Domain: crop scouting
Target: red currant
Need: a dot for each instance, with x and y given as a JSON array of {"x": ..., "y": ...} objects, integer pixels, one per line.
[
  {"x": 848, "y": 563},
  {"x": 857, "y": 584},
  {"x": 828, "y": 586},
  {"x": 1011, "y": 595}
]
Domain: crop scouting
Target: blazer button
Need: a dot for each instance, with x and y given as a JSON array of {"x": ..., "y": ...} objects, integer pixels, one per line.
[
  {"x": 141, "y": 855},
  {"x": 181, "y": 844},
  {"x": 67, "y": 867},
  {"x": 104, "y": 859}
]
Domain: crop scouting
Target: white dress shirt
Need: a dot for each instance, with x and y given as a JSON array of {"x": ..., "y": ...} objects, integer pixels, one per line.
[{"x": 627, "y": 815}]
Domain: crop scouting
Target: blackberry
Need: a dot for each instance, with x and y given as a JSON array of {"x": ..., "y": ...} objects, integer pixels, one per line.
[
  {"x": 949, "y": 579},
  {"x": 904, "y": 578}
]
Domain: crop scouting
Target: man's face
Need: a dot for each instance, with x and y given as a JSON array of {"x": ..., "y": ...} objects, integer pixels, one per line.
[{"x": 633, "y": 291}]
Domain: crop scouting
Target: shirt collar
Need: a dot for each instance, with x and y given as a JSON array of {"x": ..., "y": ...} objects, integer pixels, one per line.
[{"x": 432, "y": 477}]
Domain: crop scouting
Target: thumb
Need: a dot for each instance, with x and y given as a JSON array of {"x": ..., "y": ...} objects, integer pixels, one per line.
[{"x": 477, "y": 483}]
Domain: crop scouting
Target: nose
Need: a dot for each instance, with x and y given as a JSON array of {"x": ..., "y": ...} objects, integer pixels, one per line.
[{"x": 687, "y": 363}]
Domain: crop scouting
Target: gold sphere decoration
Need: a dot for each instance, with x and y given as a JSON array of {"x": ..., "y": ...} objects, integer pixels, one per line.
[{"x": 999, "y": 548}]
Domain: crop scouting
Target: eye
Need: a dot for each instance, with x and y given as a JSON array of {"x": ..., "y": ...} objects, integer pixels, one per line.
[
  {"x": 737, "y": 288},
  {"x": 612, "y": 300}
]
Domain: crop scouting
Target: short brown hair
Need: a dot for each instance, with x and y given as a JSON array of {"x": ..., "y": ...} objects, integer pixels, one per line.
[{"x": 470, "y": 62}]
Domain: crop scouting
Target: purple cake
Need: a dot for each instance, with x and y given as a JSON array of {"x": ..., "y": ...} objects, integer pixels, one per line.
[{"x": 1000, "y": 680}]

...

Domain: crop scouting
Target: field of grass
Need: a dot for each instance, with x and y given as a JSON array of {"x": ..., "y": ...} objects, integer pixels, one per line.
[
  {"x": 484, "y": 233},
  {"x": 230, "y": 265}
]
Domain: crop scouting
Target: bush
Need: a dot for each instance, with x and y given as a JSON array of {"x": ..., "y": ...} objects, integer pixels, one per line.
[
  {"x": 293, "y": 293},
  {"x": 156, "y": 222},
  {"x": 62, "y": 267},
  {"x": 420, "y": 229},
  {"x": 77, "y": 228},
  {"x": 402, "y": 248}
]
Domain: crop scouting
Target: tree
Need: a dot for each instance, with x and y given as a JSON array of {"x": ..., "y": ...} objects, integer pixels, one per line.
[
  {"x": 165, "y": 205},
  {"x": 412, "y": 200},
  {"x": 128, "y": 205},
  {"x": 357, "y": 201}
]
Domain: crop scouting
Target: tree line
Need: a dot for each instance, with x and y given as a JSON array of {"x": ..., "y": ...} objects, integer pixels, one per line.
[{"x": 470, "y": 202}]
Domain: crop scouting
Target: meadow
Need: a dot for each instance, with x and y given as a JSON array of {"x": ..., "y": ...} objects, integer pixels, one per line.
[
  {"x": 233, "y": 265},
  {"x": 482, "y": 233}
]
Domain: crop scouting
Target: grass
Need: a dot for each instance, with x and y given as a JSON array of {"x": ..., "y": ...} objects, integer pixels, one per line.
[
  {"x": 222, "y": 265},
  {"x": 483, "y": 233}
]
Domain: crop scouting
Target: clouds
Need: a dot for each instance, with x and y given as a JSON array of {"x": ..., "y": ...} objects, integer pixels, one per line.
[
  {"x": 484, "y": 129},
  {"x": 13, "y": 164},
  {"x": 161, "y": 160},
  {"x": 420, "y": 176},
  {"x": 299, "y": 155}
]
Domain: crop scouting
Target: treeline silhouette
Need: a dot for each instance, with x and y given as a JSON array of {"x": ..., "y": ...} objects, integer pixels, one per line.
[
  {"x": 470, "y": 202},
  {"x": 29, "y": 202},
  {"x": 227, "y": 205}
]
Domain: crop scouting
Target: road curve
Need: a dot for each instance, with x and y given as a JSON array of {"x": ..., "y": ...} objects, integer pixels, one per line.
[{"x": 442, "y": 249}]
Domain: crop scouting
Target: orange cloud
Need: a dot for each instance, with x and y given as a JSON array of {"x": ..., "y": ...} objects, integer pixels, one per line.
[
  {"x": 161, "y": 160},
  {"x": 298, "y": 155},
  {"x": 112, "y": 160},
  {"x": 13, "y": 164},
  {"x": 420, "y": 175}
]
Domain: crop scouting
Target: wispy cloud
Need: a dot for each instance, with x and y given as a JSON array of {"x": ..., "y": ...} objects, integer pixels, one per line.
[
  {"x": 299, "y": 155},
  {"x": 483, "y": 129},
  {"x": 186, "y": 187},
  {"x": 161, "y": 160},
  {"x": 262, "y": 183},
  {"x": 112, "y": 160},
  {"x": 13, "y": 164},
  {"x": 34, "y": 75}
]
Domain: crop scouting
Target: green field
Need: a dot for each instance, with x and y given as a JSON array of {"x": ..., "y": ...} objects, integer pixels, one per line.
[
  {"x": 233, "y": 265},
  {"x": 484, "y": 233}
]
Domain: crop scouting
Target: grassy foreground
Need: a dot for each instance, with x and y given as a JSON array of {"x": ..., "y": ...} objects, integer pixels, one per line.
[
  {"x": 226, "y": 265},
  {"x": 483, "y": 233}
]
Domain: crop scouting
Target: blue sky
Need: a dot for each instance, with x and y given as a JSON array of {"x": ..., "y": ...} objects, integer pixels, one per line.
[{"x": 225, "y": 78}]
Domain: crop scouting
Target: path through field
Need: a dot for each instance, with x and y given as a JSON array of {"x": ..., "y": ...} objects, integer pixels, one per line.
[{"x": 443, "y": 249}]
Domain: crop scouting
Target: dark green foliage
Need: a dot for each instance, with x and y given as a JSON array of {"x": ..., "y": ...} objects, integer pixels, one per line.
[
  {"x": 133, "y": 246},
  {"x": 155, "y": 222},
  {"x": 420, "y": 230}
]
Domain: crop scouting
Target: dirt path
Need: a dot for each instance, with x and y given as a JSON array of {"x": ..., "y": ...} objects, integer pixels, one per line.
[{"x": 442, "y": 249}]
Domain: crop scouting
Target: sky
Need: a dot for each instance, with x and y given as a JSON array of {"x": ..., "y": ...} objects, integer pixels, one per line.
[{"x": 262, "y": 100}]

* [WORK TO COMPLETE]
Retype exactly the lines of the data above that fall between the line with "Target: white dress shirt" and the line with "Target: blackberry", inclusive, and add nothing.

* [COMPLETED TASK]
Target: white dress shirt
Need: a dot for each instance, with x and y given as a JSON array of {"x": ..., "y": ...} objects, integer pixels, one per line.
[{"x": 627, "y": 815}]
Domain: crop scouting
Target: blackberry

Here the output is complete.